→ EXERCISES TO COMPLETE:
A) Using the forum thread about schools in Dubai, answer these questions:
(i) On what date will the children arrive in Dubai?
(ii) What kind of schools did the children attend in Egypt?
(iii) Which posters does Jynxgirl hope will join the discussion?
B) Decide whether each statement agrees with the forum thread about schools in Dubai. Answer yes or no, and quote the words from the thread that settle it.
(i) The mother will arrive in Dubai in August.
(ii) The required test is usually held in April.
(iii) Jynxgirl knows of some French posters on the forum.
C) Return the passage of the forum thread about schools in Dubai from "first I want" to "be in April .", copied word for word.

→ DOCUMENT TEXT:
──────
# I need help regarding to international schools in Dubai



## Raniaessa (Feb 22, 2011)

Hello everybody,

first I want to thank u all for the useful informations I got from your discussions.. And now I need your advices regarding to my case 

I am Egyptian mother ,got a job in Dubai I will arrive on March,have 16 & 13 y kids ,

they learned in French schools in Egypt , they will arrive to Dubai on August 11 after they complete their current year in Egypt.

I need to ask many questions and expect your kind cooperation :

1) can I inrole them in English school because Dubai hasn't French school except lycee George and I tried to contact them by phone and emails butno response.

2)they will arrive on august so what will be the procedures regarding to the required test which always be in April .

3)in case they will not pass the exam due to the Diff style in Egypt and Dubai school ,is it available to accept them and reevaluate them after some times

4)I just want to inrole them in international school where they can gain an accepted curriculum to continue their study in any contry.

Please Advice me

many thanks..... Regards... Rania


----------



## Raniaessa (Feb 22, 2011)

No Body can advice?


----------



## Jynxgirl (Nov 27, 2009)

Sorry I wish I could. I know we have a few french posters so hopefully one of them come along who was in a similar situation.


----------



## Raniaessa (Feb 22, 2011)
──────
→ SUPPLIED ENTRIES:

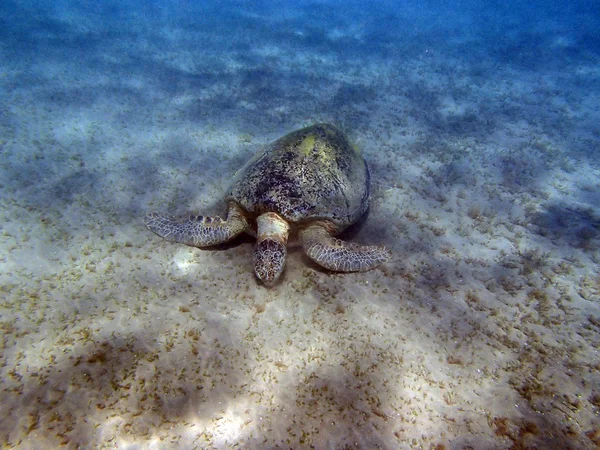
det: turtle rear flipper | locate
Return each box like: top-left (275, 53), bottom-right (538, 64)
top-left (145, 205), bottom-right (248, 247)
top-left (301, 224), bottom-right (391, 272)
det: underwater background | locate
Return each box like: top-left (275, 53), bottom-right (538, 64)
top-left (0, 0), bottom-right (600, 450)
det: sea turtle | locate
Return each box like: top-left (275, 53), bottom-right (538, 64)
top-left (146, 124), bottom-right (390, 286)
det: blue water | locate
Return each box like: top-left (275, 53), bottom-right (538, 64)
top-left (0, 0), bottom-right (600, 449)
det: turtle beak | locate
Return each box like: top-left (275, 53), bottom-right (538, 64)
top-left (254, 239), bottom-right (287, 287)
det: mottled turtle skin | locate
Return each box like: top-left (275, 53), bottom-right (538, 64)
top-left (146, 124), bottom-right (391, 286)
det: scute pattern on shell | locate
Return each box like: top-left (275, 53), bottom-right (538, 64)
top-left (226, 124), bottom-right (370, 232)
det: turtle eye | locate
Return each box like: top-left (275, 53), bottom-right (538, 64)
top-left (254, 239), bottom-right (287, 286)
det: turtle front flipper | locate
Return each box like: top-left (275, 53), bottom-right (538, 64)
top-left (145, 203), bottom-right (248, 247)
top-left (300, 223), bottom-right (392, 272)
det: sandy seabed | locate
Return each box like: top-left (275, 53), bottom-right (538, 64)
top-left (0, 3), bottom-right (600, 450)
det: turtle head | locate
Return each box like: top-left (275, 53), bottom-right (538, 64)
──────
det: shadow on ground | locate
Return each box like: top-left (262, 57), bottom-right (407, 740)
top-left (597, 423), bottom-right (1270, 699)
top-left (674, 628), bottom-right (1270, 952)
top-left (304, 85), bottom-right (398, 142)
──────
→ ANSWERS BELOW:
A)
(i) August 11
(ii) French schools
(iii) The few French posters on the forum, ideally one who was in a similar situation

B)
(i) No: "I will arrive on March"
(ii) Yes: "the required test which always be in April"
(iii) Yes: "I know we have a few french posters"

C)
first I want to thank u all for the useful informations I got from your discussions.. And now I need your advices regarding to my case 

I am Egyptian mother ,got a job in Dubai I will arrive on March,have 16 & 13 y kids ,

they learned in French schools in Egypt , they will arrive to Dubai on August 11 after they complete their current year in Egypt.

I need to ask many questions and expect your kind cooperation :

1) can I inrole them in English school because Dubai hasn't French school except lycee George and I tried to contact them by phone and emails butno response.

2)they will arrive on august so what will be the procedures regarding to the required test which always be in April .